::: Passage shown :::
# Atlas Copco KT4A5 compressor - help



## Vikerlund (10 mo ago)

Hello, I have recently inherited an Atlas Copco KT4A5 compressor. The unit has been in use not very often. When installed (25 + years ago) the unit was refitted by a company working with compressors and has performed problem free. I have been using the unit from Oct 21 and observed that when started, the unit would build up pressure (as normal) and shut off at the preset max pressure. (as normal) Problem is when using the air, the unit does not start again when the lower level for auto start is reached. The unit won't start at all. Have to wait a day. If I start the unit and manually stop the unit before the shut-off pressure is reached, then I have no problem restarting the unit manually again..... Any ideas of the cause, fix?

Seen a refitted (identical) unit on youtube with updated electrics that appear really tidy and compact and this would be the direction I would like to go down the road.... Link 

Appreciate any help....

Paul


----------



## iowagold (Jan 22, 2020)

pretty basic on the controls for these units.
to work on them you need to be real good with a test light and a VOM.
if those check boxes are ticked...
then yea check every thing!

they are known for issues with sensors...
pressure, low oil, oil pressure (on the engine models), temp sensors...
with that in mind place the test light in the right spots to check the sensors while live.

light bulbs also work!
just use the right voltage and low wattage bulbs like 2 watt and below across the sensor contacts.
led is best is some parts of the circuits.

also check the start box.
i had a start box this last week with the thermal fuse that the thermal fuse was out of range at times.
nice 20.00 fix on that one!


----------
::: Records provided :::
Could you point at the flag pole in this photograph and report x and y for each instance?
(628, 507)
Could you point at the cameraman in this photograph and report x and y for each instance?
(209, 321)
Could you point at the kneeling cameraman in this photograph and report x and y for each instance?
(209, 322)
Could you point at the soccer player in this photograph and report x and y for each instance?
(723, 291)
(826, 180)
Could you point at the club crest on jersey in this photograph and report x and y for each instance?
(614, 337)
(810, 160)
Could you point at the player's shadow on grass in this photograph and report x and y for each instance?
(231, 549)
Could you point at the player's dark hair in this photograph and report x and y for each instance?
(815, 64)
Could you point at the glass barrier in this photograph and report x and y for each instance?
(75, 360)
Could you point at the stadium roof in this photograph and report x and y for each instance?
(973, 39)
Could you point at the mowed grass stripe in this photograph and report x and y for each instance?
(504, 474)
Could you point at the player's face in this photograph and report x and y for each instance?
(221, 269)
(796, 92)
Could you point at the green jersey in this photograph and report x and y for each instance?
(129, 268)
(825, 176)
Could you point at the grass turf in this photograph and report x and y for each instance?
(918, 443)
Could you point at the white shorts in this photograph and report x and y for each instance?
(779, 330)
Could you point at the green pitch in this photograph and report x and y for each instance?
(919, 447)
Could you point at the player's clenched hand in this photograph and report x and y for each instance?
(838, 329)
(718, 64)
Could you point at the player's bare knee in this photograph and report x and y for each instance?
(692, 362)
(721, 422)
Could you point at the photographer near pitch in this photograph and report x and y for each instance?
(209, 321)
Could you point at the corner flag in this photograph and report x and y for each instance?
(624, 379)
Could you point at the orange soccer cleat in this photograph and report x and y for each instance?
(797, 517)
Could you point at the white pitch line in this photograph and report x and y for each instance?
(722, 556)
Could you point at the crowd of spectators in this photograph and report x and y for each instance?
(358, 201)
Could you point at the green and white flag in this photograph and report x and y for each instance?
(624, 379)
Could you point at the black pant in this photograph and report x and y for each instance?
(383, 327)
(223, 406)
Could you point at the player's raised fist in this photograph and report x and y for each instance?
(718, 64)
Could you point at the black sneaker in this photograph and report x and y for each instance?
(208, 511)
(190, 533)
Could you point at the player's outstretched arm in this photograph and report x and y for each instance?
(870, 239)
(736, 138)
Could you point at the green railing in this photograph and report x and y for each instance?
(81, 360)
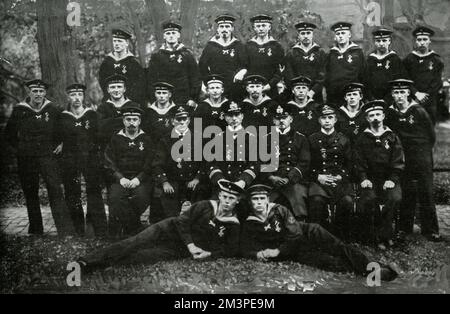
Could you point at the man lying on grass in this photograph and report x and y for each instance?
(271, 232)
(206, 229)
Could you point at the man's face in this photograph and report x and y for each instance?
(131, 123)
(283, 123)
(328, 121)
(353, 98)
(172, 37)
(234, 119)
(400, 96)
(262, 29)
(225, 30)
(181, 124)
(120, 45)
(254, 90)
(300, 91)
(76, 99)
(382, 44)
(215, 90)
(423, 43)
(37, 95)
(116, 90)
(162, 96)
(342, 37)
(375, 117)
(305, 37)
(228, 201)
(259, 203)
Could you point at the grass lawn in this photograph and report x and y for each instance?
(39, 265)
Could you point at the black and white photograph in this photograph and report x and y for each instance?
(224, 152)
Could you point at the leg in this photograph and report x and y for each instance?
(60, 213)
(391, 205)
(148, 238)
(408, 204)
(428, 217)
(95, 208)
(344, 208)
(318, 210)
(366, 209)
(335, 247)
(71, 176)
(28, 169)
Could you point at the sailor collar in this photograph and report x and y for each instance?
(27, 105)
(215, 206)
(68, 112)
(263, 218)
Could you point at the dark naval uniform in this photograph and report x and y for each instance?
(110, 122)
(210, 115)
(80, 155)
(342, 68)
(266, 60)
(351, 126)
(156, 121)
(330, 154)
(128, 158)
(32, 133)
(426, 72)
(417, 135)
(306, 119)
(167, 239)
(309, 63)
(225, 61)
(380, 71)
(235, 163)
(297, 241)
(178, 172)
(129, 67)
(258, 115)
(293, 163)
(177, 67)
(379, 158)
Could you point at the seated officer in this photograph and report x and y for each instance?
(128, 159)
(379, 162)
(351, 119)
(257, 105)
(210, 109)
(304, 109)
(331, 163)
(157, 114)
(271, 233)
(181, 178)
(206, 229)
(290, 179)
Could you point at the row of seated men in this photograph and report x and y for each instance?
(226, 55)
(314, 176)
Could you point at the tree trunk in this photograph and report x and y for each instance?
(56, 48)
(157, 9)
(189, 9)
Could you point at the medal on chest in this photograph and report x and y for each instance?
(221, 232)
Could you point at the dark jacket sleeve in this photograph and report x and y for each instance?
(248, 241)
(320, 79)
(397, 160)
(301, 170)
(110, 161)
(12, 129)
(195, 82)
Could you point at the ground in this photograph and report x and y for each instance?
(39, 264)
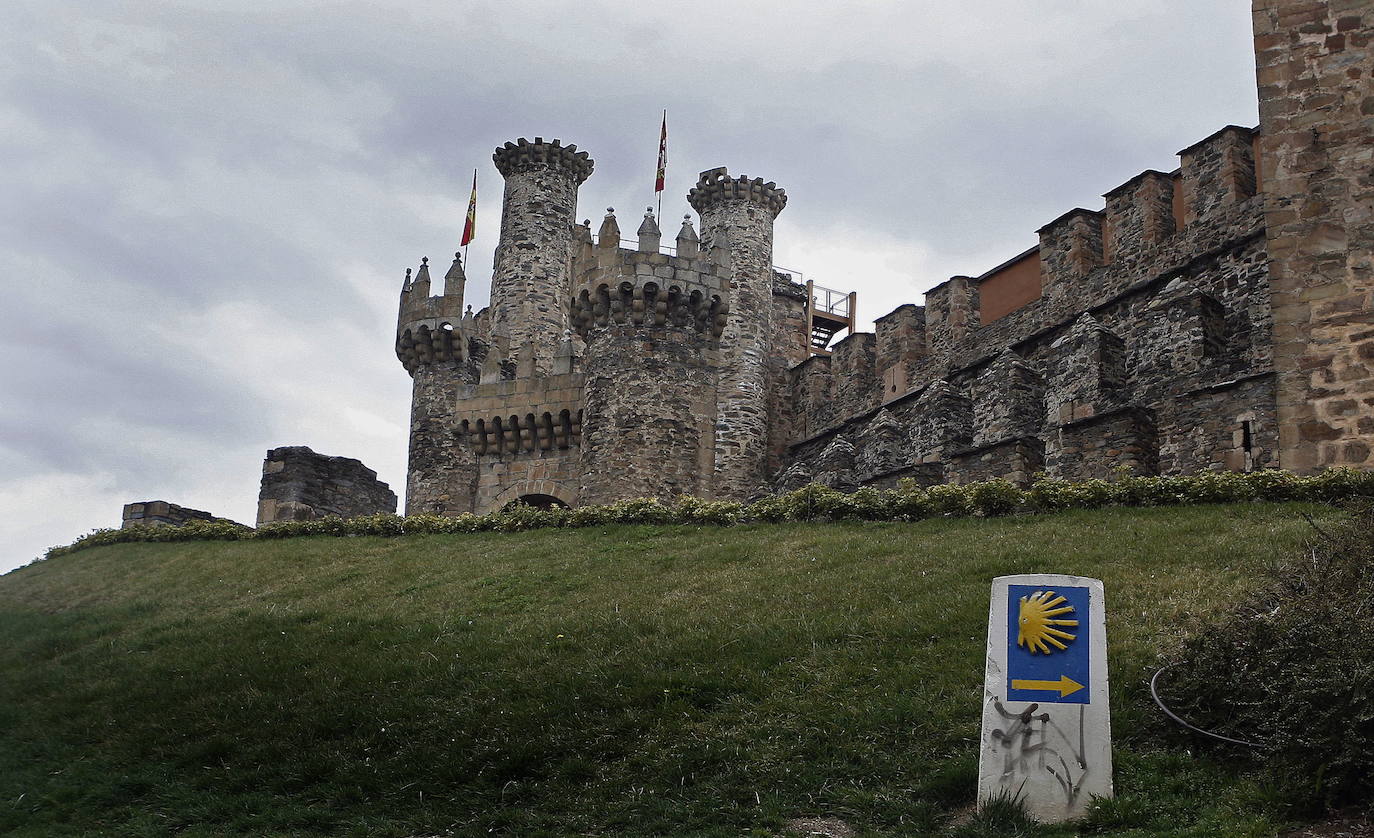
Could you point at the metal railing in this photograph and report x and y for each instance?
(830, 301)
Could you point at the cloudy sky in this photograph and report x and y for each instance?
(206, 208)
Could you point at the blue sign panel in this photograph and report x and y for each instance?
(1049, 650)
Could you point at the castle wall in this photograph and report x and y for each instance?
(1211, 318)
(790, 345)
(1147, 352)
(160, 513)
(1007, 287)
(302, 485)
(650, 404)
(1314, 63)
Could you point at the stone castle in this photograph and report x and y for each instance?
(1211, 318)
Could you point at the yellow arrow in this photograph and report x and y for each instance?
(1065, 686)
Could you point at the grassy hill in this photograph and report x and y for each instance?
(618, 680)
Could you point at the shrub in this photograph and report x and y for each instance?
(1293, 669)
(995, 497)
(908, 502)
(639, 510)
(694, 510)
(948, 499)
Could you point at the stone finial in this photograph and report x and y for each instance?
(455, 280)
(649, 232)
(609, 232)
(422, 282)
(687, 242)
(455, 271)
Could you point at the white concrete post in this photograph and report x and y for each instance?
(1046, 724)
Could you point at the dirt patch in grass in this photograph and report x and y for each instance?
(1338, 826)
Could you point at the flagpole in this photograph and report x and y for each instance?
(469, 245)
(665, 179)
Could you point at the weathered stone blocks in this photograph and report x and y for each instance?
(302, 485)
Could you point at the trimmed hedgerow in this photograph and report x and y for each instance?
(811, 503)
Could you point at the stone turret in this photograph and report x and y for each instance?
(651, 323)
(737, 221)
(434, 344)
(532, 272)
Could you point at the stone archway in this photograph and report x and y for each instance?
(535, 488)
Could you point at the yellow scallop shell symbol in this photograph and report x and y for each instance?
(1039, 613)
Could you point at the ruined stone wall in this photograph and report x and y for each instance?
(302, 485)
(1315, 68)
(160, 513)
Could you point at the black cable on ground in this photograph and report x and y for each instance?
(1154, 694)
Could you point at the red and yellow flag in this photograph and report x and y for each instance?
(662, 154)
(470, 225)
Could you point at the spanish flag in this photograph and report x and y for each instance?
(470, 225)
(662, 154)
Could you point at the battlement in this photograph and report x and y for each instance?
(524, 155)
(649, 289)
(1141, 305)
(716, 186)
(433, 329)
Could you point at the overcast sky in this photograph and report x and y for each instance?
(206, 209)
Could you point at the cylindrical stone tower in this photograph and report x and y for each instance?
(531, 279)
(430, 342)
(737, 214)
(650, 386)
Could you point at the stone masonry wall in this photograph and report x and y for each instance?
(441, 473)
(1147, 352)
(160, 513)
(650, 414)
(302, 485)
(1315, 68)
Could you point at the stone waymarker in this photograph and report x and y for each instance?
(1046, 726)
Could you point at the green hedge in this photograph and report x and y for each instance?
(812, 503)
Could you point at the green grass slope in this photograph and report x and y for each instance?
(621, 680)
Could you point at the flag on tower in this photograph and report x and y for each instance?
(470, 225)
(662, 154)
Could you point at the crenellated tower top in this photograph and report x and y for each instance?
(716, 186)
(524, 155)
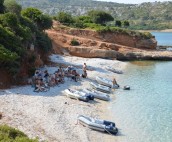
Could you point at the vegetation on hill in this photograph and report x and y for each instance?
(19, 29)
(145, 16)
(99, 21)
(9, 134)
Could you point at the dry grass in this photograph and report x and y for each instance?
(0, 115)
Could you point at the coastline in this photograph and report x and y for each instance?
(51, 116)
(166, 30)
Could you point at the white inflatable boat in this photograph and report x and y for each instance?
(98, 95)
(97, 124)
(106, 82)
(114, 70)
(100, 87)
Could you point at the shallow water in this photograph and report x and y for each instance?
(144, 114)
(163, 38)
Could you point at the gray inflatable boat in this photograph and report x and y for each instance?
(97, 94)
(97, 124)
(100, 87)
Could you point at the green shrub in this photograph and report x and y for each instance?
(74, 42)
(9, 134)
(43, 42)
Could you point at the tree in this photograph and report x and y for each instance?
(45, 22)
(118, 23)
(2, 8)
(65, 18)
(41, 20)
(9, 20)
(126, 23)
(100, 17)
(13, 7)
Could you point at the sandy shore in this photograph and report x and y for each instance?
(166, 30)
(51, 116)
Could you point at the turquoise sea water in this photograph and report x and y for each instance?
(163, 38)
(144, 114)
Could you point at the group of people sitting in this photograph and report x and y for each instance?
(43, 80)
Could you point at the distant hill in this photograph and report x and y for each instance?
(145, 16)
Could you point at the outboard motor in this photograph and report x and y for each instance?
(91, 97)
(126, 87)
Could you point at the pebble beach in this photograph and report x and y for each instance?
(51, 116)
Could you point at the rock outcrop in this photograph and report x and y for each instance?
(107, 45)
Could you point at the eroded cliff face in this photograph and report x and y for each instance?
(108, 45)
(116, 38)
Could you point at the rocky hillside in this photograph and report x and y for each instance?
(106, 45)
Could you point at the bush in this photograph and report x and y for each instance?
(43, 42)
(74, 42)
(8, 134)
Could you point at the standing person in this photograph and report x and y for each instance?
(84, 68)
(114, 82)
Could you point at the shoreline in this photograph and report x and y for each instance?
(51, 116)
(166, 30)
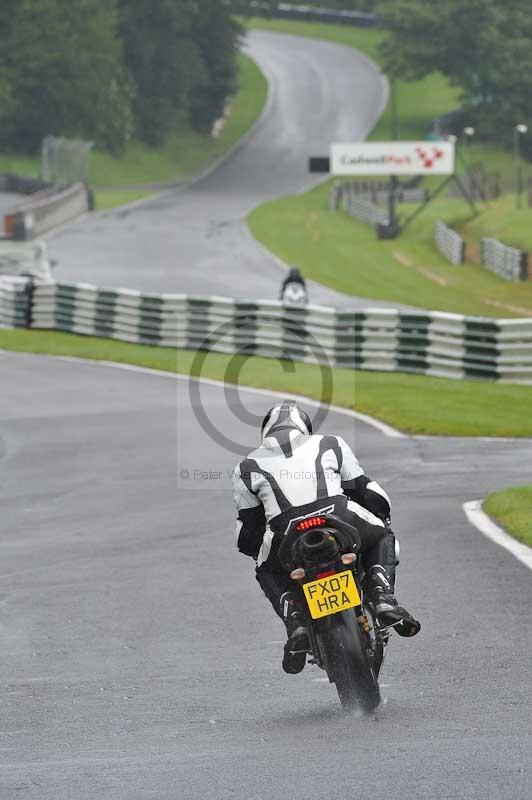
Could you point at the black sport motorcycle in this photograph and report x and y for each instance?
(321, 553)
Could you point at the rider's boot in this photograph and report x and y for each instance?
(380, 586)
(296, 648)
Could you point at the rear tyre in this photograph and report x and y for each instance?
(348, 663)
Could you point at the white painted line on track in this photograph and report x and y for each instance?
(483, 523)
(385, 429)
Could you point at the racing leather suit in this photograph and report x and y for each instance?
(289, 475)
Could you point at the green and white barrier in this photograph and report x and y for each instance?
(425, 342)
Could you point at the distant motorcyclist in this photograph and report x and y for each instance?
(290, 474)
(294, 288)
:::
- _Set exercise 1_:
From the compressor thread, output the part that opens with the words containing "they are known" and closes with "on that one!", copying it word for word.
- _Set exercise 2_:
In the compressor thread, what bulb wattage does the reply recommend for testing across the sensor contacts?
- _Set exercise 3_:
Using the compressor thread, explain why the reply advises placing a test light at the sensors to check them while the unit is live.

- _Expected answer 1_:
they are known for issues with sensors...
pressure, low oil, oil pressure (on the engine models), temp sensors...
with that in mind place the test light in the right spots to check the sensors while live.

light bulbs also work!
just use the right voltage and low wattage bulbs like 2 watt and below across the sensor contacts.
led is best is some parts of the circuits.

also check the start box.
i had a start box this last week with the thermal fuse that the thermal fuse was out of range at times.
nice 20.00 fix on that one!

- _Expected answer 2_:
Low-wattage bulbs of 2 watts and below, at the right voltage.

- _Expected answer 3_:
The reply says these units are known for sensor problems with pressure, low oil, oil pressure on the engine models, and temperature. Because of that, it recommends placing the test light in the right spots to check those sensors while the unit is live.